One in five American families. That’s how many Americans are impacted by a cycle of incarceration that President Barack Obama advocated against on Monday. And he chose Newark and New Jersey prisoner rehabilitation programs as examples of how to break this cycle, while announcing new presidential efforts toward reform.
“Today, I got a firsthand look at how Newark is leading the way,” Obama told a crowd of nearly 300 at the Rutgers University Center for Law and Justice, after visiting with participants at a counseling program and talking with former prisoners and law enforcement experts about ways to reduce recidivism. Nationwide, some 600,0000 inmates are released each year -- about 10,000 in New Jersey -- but nearly 40 percent will end up back behind bars.
“Here in Newark, when it comes to rehabilitating prisoners and reintegrating former inmates into society, you’ve got organizations that are doing extraordinary work,” Obama said after visiting Integrity House, a five-decade old facility that helps former prisoners with addiction issues and other struggles Programs like this make the difference between life as a productive citizen and a quick trip back to jail, he said.

- _GIVEN INFORMATION_:
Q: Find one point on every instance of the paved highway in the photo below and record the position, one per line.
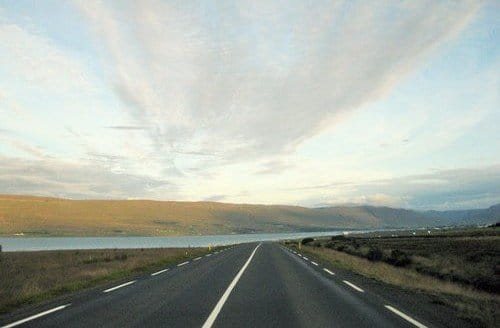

- _AIM OF THE EXERCISE_: Reproduce the passage of the article on Obama's Newark visit between "One in five" and "back behind bars.", inclusive. Work only from the article on Obama's Newark visit, not the material.

- _SOLUTION TO THIS EXERCISE_:
One in five American families. That’s how many Americans are impacted by a cycle of incarceration that President Barack Obama advocated against on Monday. And he chose Newark and New Jersey prisoner rehabilitation programs as examples of how to break this cycle, while announcing new presidential efforts toward reform.
“Today, I got a firsthand look at how Newark is leading the way,” Obama told a crowd of nearly 300 at the Rutgers University Center for Law and Justice, after visiting with participants at a counseling program and talking with former prisoners and law enforcement experts about ways to reduce recidivism. Nationwide, some 600,0000 inmates are released each year -- about 10,000 in New Jersey -- but nearly 40 percent will end up back behind bars.